=== INFORMATION SUPPLIED ===
+===+
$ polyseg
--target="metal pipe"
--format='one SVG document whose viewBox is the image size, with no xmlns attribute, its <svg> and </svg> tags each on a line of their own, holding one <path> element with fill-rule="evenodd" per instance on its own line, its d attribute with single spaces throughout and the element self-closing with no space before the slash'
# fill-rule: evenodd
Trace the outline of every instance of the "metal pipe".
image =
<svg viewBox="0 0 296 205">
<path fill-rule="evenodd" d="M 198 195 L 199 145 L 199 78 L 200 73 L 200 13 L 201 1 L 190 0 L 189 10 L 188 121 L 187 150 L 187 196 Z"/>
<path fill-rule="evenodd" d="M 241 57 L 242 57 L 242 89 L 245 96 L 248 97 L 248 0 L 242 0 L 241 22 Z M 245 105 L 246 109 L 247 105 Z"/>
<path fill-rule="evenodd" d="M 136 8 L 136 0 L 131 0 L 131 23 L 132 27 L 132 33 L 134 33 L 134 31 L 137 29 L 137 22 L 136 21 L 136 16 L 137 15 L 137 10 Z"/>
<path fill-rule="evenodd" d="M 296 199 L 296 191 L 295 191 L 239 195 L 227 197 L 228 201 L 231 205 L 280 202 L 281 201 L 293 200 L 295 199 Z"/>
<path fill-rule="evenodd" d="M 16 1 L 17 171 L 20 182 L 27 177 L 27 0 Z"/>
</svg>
+===+
=== EXERCISE ===
Please copy every line of the data above, keeping each character unchanged.

=== RESULT FOR THIS EXERCISE ===
$ polyseg
--target="metal pipe"
--format='one SVG document whose viewBox is the image size, with no xmlns attribute, its <svg> and </svg> tags each on a line of their own, holding one <path> element with fill-rule="evenodd" per instance on its own line, its d attribute with single spaces throughout and the element self-closing with no space before the slash'
# fill-rule: evenodd
Trace the outline of every instance of the "metal pipe".
image =
<svg viewBox="0 0 296 205">
<path fill-rule="evenodd" d="M 198 195 L 199 145 L 199 78 L 200 73 L 200 13 L 201 1 L 190 0 L 189 10 L 188 121 L 187 150 L 187 196 Z"/>
<path fill-rule="evenodd" d="M 241 57 L 242 57 L 242 89 L 245 96 L 248 97 L 248 0 L 242 0 L 241 22 Z M 245 105 L 246 109 L 247 105 Z"/>
<path fill-rule="evenodd" d="M 136 8 L 136 0 L 131 0 L 131 23 L 132 27 L 132 33 L 134 33 L 134 31 L 137 29 L 137 22 L 136 21 L 136 16 L 137 15 L 137 10 Z"/>
<path fill-rule="evenodd" d="M 296 199 L 296 191 L 295 191 L 239 195 L 227 197 L 228 201 L 231 205 L 280 202 L 281 201 L 293 200 L 295 199 Z"/>
<path fill-rule="evenodd" d="M 16 1 L 17 171 L 20 182 L 27 177 L 27 0 Z"/>
</svg>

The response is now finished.